Mom's depression can lead to behaviour problems in kids

  • Reducing mothers' depression before, during and after pregnancy is crucial for the normal development of children
  • The longer the duration of a mother's depression, the worse the kids are affected
  • If mothers or mothers-to-be experience depression, they should seek medical help immediately


Children of mothers with long-term depression have an increased risk of behavioural problems and poor development, researchers say.

The new study included nearly 900 Australian mothers and 978 of their children. Levels of depression were examined in the mothers before, during and after pregnancy. The investigators also analysed their children's development and behaviour.

One in five of the women experienced depression once, while 11% experienced it more than once. The length of a mother's depression had a greater impact on her child than when depression occurred, according to the researchers at the University of Queensland, Australia.

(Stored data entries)

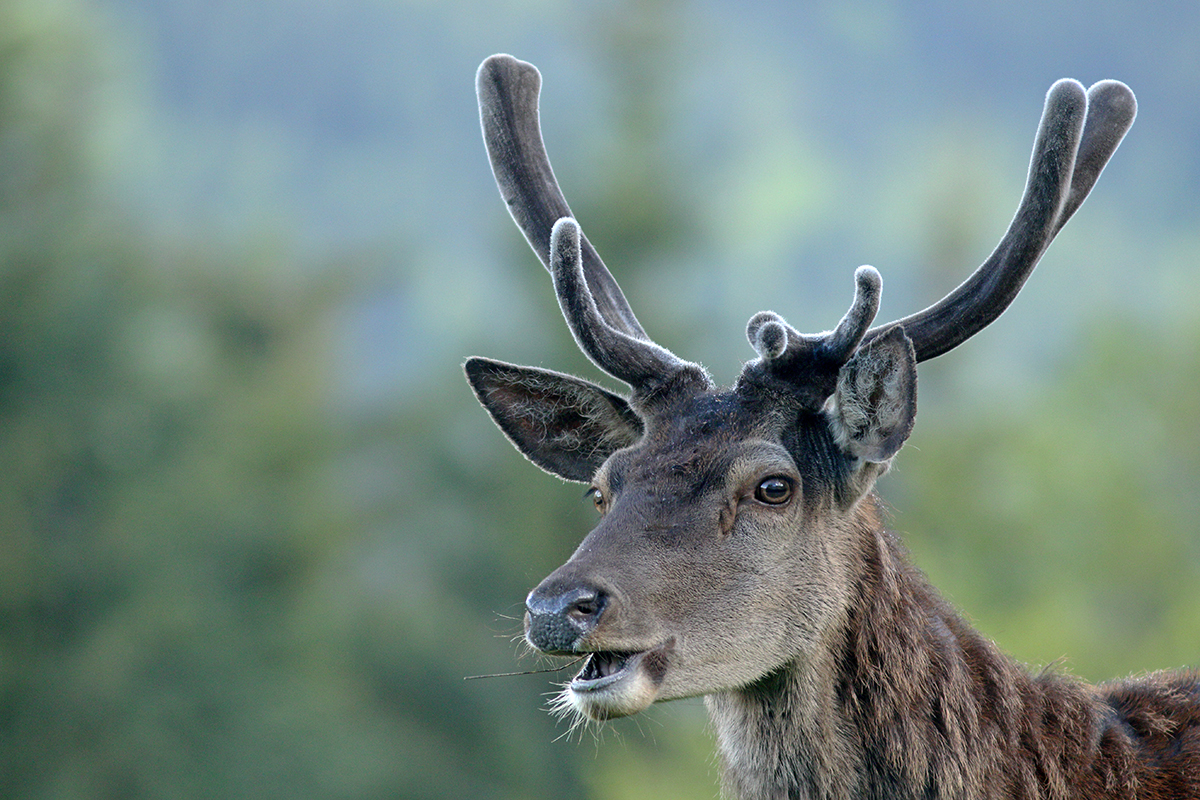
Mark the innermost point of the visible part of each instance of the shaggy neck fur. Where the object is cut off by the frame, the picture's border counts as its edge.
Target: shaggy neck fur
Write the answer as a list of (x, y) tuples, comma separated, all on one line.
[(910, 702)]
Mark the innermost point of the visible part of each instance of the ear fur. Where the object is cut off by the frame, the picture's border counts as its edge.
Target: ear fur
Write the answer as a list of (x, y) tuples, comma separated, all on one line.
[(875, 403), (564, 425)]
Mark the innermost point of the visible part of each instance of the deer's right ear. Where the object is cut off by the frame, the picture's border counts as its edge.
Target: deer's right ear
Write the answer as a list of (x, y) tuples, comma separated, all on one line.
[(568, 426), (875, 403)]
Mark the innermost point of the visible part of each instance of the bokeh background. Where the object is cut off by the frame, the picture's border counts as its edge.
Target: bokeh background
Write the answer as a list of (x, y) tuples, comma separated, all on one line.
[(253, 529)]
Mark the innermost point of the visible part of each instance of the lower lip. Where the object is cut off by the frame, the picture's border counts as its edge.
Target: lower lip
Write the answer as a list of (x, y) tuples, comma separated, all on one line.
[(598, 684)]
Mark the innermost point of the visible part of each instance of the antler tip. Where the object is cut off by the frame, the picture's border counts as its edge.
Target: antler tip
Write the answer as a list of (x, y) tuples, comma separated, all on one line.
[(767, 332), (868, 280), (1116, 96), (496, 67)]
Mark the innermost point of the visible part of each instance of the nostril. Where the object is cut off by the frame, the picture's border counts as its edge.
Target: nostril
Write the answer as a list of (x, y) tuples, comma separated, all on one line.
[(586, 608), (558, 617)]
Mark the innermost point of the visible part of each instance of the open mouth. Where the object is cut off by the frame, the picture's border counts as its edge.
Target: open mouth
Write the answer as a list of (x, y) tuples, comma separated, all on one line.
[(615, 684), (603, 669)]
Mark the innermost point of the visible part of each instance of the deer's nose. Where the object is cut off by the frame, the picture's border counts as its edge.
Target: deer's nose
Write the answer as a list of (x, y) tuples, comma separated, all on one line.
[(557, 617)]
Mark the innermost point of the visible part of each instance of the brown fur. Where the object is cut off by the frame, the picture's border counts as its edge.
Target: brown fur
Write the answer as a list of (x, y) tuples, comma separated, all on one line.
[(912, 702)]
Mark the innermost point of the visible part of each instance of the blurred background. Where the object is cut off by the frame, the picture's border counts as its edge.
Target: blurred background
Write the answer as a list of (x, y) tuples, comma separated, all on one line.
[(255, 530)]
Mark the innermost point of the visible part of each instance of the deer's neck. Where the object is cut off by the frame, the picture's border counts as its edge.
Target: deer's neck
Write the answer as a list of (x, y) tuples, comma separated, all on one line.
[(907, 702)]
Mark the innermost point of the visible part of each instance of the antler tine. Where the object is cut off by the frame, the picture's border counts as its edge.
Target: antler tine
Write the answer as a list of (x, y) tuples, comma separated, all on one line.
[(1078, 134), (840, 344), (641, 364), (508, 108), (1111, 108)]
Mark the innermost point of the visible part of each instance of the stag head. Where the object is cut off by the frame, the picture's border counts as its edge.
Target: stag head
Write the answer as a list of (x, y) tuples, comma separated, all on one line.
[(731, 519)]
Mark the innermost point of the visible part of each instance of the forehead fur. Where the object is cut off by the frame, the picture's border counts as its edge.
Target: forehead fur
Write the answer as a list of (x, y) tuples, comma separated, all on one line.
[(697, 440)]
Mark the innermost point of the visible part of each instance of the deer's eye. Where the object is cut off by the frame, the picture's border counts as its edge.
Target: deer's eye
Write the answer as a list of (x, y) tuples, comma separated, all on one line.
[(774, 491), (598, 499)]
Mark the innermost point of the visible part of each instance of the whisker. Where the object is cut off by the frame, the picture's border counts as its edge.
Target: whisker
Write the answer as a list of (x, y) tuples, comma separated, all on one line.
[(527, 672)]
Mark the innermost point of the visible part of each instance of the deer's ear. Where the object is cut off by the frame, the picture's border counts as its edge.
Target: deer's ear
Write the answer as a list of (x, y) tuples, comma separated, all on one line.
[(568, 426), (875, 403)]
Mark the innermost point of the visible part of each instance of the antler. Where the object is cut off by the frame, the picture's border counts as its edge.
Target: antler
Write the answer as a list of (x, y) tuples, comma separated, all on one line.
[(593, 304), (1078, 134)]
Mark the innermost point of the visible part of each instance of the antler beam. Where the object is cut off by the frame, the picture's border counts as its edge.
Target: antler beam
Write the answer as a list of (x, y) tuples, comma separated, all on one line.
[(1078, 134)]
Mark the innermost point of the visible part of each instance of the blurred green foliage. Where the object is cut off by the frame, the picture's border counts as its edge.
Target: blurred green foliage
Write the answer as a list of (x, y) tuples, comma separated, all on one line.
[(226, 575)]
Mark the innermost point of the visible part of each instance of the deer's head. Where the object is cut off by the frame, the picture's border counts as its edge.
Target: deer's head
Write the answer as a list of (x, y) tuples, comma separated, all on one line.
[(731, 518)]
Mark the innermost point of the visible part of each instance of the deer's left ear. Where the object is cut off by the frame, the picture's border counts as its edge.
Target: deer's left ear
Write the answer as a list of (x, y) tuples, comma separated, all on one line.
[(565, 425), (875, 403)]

ACTIVITY:
Copy word for word the stretch of the article on mothers' depression from "Mom's depression can" through "development and behaviour.".

OUTPUT FOR THIS TASK:
Mom's depression can lead to behaviour problems in kids

  • Reducing mothers' depression before, during and after pregnancy is crucial for the normal development of children
  • The longer the duration of a mother's depression, the worse the kids are affected
  • If mothers or mothers-to-be experience depression, they should seek medical help immediately


Children of mothers with long-term depression have an increased risk of behavioural problems and poor development, researchers say.

The new study included nearly 900 Australian mothers and 978 of their children. Levels of depression were examined in the mothers before, during and after pregnancy. The investigators also analysed their children's development and behaviour.